_Collected data entries:_
──────────────────────────────
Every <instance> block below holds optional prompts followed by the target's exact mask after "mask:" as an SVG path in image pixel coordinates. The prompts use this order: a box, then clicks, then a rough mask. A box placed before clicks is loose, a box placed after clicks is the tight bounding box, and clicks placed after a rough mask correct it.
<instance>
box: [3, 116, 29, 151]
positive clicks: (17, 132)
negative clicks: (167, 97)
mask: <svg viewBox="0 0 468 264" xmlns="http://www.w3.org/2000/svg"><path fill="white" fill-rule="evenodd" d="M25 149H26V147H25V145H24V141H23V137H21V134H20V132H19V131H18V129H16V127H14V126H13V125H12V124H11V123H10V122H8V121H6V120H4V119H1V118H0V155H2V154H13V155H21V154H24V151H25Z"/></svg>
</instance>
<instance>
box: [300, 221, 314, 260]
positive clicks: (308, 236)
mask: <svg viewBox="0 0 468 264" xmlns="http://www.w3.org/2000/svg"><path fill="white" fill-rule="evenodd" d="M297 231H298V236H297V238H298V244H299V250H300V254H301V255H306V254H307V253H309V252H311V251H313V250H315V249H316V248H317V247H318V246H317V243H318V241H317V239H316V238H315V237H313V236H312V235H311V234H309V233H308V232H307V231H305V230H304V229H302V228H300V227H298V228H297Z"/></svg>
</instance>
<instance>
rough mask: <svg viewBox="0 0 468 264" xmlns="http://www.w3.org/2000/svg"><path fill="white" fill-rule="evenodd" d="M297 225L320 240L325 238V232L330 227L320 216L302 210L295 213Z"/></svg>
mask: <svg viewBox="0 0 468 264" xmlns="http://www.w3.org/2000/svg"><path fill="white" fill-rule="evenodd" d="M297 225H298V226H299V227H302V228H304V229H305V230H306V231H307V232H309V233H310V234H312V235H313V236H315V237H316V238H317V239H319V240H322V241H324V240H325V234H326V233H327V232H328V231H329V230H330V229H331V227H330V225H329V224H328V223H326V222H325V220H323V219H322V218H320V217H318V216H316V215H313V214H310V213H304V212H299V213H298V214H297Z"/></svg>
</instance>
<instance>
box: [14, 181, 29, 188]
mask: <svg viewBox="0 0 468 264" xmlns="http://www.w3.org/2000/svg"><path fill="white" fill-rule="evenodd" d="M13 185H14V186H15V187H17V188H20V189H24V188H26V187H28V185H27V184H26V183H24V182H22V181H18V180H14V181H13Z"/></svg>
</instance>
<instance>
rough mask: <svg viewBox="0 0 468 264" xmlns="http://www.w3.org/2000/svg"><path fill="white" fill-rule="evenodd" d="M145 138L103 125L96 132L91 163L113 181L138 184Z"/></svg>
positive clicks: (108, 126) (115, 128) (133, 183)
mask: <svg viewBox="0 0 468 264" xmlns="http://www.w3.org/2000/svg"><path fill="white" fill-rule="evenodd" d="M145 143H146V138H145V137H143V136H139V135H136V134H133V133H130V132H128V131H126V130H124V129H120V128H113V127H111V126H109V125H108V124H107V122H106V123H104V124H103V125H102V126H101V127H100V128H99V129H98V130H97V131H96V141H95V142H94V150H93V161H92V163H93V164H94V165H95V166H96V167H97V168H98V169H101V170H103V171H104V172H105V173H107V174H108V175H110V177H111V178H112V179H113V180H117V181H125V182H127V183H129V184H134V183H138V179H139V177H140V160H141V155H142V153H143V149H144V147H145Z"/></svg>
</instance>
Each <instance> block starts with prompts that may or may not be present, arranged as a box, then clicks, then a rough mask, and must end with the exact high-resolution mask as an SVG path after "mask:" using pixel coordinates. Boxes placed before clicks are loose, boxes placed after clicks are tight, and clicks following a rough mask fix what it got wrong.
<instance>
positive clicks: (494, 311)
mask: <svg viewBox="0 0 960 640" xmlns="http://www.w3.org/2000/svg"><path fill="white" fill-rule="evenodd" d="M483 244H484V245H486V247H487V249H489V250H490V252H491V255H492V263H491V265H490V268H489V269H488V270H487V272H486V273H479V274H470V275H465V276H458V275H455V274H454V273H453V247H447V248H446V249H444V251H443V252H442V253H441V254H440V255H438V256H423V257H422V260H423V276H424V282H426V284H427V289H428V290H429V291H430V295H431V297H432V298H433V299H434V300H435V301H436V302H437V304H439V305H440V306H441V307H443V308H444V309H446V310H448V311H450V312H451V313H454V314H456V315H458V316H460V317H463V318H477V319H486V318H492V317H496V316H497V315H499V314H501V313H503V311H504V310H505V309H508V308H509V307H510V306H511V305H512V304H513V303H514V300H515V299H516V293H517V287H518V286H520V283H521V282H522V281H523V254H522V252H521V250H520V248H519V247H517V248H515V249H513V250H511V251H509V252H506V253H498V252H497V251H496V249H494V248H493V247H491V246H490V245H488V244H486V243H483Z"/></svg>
──────────────────────────────
_Task requirements:_ Your answer must be the lines from the first line of the entries above through the line that contains "box: [300, 221, 314, 260]", written out exactly.

_Written response:_
Every <instance> block below holds optional prompts followed by the target's exact mask after "mask:" as an SVG path in image pixel coordinates. The prompts use this order: a box, then clicks, then a rough mask. A box placed before clicks is loose, a box placed after clicks is the tight bounding box, and clicks placed after a rough mask correct it.
<instance>
box: [3, 116, 29, 151]
positive clicks: (17, 132)
negative clicks: (167, 97)
mask: <svg viewBox="0 0 468 264" xmlns="http://www.w3.org/2000/svg"><path fill="white" fill-rule="evenodd" d="M25 149H26V147H25V145H24V141H23V137H21V134H20V132H19V131H18V129H16V127H14V126H13V125H12V124H11V123H10V122H8V121H6V120H4V119H1V118H0V155H2V154H13V155H21V154H24V151H25Z"/></svg>
</instance>
<instance>
box: [300, 221, 314, 260]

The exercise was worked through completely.